→ **Extrait choisi**
La rue du Rhône à Genève
Bible

Qui est mon prochain ? Les visages qui me conviennent, me questionnent, m’appellent ?

La rue du Rhône à Genève

Question posée :

Bonjour Marc

Merci de votre accueil et votre grande disponibilité. J’aimerais vous poser cette question « qui est mon prochain ? De qui serais je le prochain ?
Est-ce que ce sont les visages qui me conviennent, me questionnent, m’appellent ?

Cette question en amène toujours une autre pour moi (parce qu’elle vient si souvent) : à quoi suis je sourde ? Endormie ? Inconsciente ? Quel voile d’invisibilité obstrue alors mon regard, aliène ma pensée, mes actes, mes sentiments, mes paroles ?

→ **Données affichées**
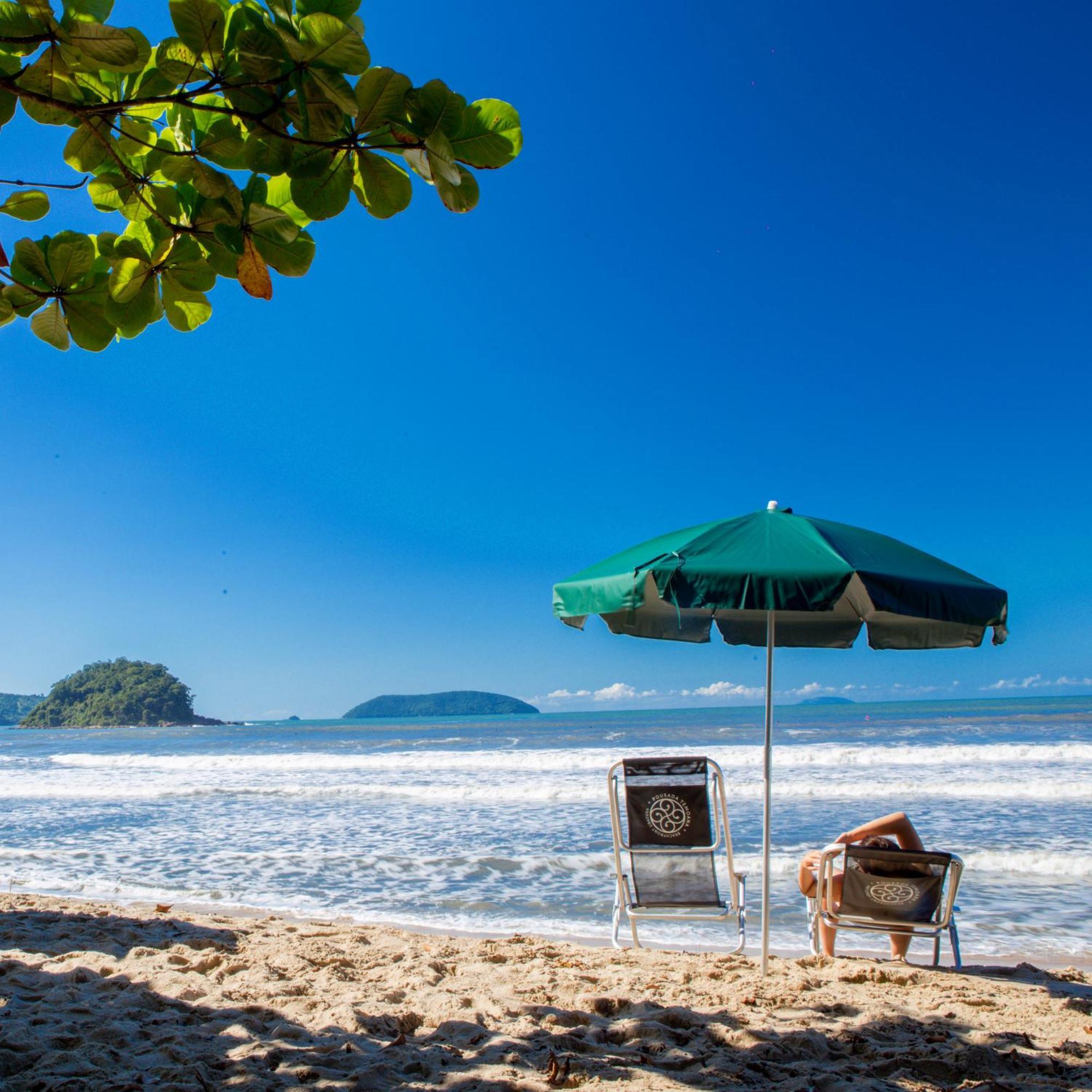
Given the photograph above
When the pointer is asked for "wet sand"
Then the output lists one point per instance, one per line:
(98, 996)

→ **Consignes**
#1 D'après l'extrait choisi, pourquoi la question « qui est mon prochain ? » en entraîne-t-elle toujours une autre chez la personne qui écrit ? Répondez en une à trois phrases.
#2 Citez l'extrait choisi en commençant par « Qui est mon prochain ? Les » et en allant jusqu'à « le prochain ? ».
Vous n'avez pas besoin de ce matériel.

→ **Résultats attendus**
#1 Elle en entraîne toujours une autre parce qu'elle revient si souvent. Cette seconde question demande à quoi la personne est sourde, endormie ou inconsciente.

#2
Qui est mon prochain ? Les visages qui me conviennent, me questionnent, m’appellent ?

La rue du Rhône à Genève

Question posée :

Bonjour Marc

Merci de votre accueil et votre grande disponibilité. J’aimerais vous poser cette question « qui est mon prochain ? De qui serais je le prochain ?